### INFORMATION SUPPLIED ###

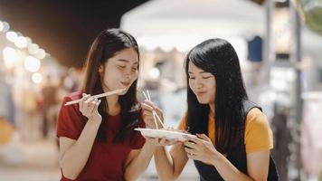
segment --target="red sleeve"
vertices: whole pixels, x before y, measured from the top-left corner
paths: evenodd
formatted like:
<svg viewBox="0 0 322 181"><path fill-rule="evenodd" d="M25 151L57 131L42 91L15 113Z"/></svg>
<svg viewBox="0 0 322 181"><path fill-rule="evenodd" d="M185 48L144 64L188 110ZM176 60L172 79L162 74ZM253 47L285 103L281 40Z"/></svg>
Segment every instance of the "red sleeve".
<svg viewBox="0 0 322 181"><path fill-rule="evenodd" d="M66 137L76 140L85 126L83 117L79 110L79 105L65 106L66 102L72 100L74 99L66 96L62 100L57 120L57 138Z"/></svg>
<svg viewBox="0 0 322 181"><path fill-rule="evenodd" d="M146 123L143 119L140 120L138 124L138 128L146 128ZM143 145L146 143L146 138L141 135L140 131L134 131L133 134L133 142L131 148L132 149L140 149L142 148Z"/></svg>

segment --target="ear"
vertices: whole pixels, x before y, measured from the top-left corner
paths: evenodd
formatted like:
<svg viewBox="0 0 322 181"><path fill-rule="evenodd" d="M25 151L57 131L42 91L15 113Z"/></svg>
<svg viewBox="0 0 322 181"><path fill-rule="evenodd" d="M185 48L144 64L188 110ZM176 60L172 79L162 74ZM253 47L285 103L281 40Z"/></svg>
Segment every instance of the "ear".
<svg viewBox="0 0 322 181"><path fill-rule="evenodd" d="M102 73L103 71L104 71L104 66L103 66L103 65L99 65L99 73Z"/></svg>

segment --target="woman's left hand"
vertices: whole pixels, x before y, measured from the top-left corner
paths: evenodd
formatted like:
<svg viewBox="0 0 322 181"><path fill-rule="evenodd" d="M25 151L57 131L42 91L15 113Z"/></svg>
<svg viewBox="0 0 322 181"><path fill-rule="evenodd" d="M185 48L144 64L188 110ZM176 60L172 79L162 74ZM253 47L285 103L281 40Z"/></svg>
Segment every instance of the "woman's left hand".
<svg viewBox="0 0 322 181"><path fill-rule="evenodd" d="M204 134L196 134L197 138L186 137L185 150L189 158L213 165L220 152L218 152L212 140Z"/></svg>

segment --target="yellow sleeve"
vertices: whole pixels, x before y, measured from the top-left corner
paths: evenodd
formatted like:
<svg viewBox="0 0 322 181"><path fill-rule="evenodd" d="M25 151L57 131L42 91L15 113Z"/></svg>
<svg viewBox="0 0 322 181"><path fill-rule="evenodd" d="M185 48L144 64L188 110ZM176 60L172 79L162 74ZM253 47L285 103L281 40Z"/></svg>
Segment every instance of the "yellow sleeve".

###

Turn the lines above into a numbered list, beginning at the first line and stopping after the one that contains "123L143 119L140 120L138", with blank lines omitted. Leave the pictures out of your answer.

1. segment --target="red sleeve"
2. vertices: whole pixels, x before y, measured from the top-left corner
3. paths: evenodd
4. formatted like:
5. <svg viewBox="0 0 322 181"><path fill-rule="evenodd" d="M25 151L57 131L42 91L15 113Z"/></svg>
6. <svg viewBox="0 0 322 181"><path fill-rule="evenodd" d="M185 48L144 64L188 110ZM176 60L172 79L162 74ZM253 47L285 103L281 40Z"/></svg>
7. Segment every instance of the "red sleeve".
8. <svg viewBox="0 0 322 181"><path fill-rule="evenodd" d="M66 137L76 140L85 126L83 117L79 110L79 105L65 106L66 102L72 100L74 99L66 96L62 100L57 120L57 138Z"/></svg>
9. <svg viewBox="0 0 322 181"><path fill-rule="evenodd" d="M146 123L143 119L140 120L138 124L138 128L146 128ZM143 145L146 143L146 138L141 135L140 131L134 131L133 134L133 142L131 148L132 149L140 149L142 148Z"/></svg>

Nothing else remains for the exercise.